Natural language region descriptions:
↓↓↓
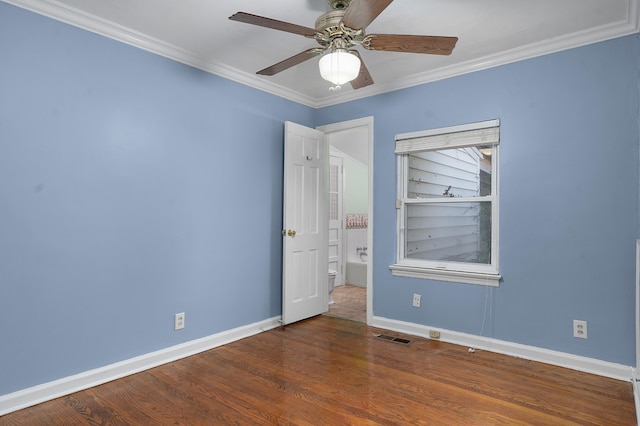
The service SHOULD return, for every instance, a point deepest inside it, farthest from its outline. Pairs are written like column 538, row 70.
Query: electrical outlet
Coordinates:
column 580, row 329
column 178, row 321
column 416, row 300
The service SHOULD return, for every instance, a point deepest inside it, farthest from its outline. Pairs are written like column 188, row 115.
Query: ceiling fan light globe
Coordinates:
column 339, row 67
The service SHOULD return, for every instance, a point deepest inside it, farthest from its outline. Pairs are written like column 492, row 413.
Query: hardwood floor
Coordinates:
column 351, row 303
column 329, row 371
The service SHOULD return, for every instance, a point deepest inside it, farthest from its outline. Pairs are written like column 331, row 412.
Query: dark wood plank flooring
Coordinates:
column 329, row 371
↑↑↑
◆ ACTIVITY ◆
All of the data is to be reproduced exactly, with the pictures left out.

◆ ANSWER BOX ◆
The service SHOULD return, for every instance, a point deepest inside it, farthest from its outline. Pairs are written like column 538, row 70.
Query: electrical outlet
Coordinates:
column 580, row 329
column 178, row 321
column 416, row 300
The service SHOULD return, for every instance, a point deepest inside it, farthest from its outline. Pairs are written like column 188, row 115.
Query: ceiling fan light globe
Coordinates:
column 339, row 67
The service SHOULD return, for every instance, a point deepest inside it, farthest from its outline. Pairs are written like column 492, row 413.
Query: hardwood floor
Coordinates:
column 351, row 303
column 329, row 371
The service SHOULD return, for every instance, a point deepest inside it, farthest from its outline. Pairs are written like column 331, row 412.
Query: dark wood plank flooring
Coordinates:
column 329, row 371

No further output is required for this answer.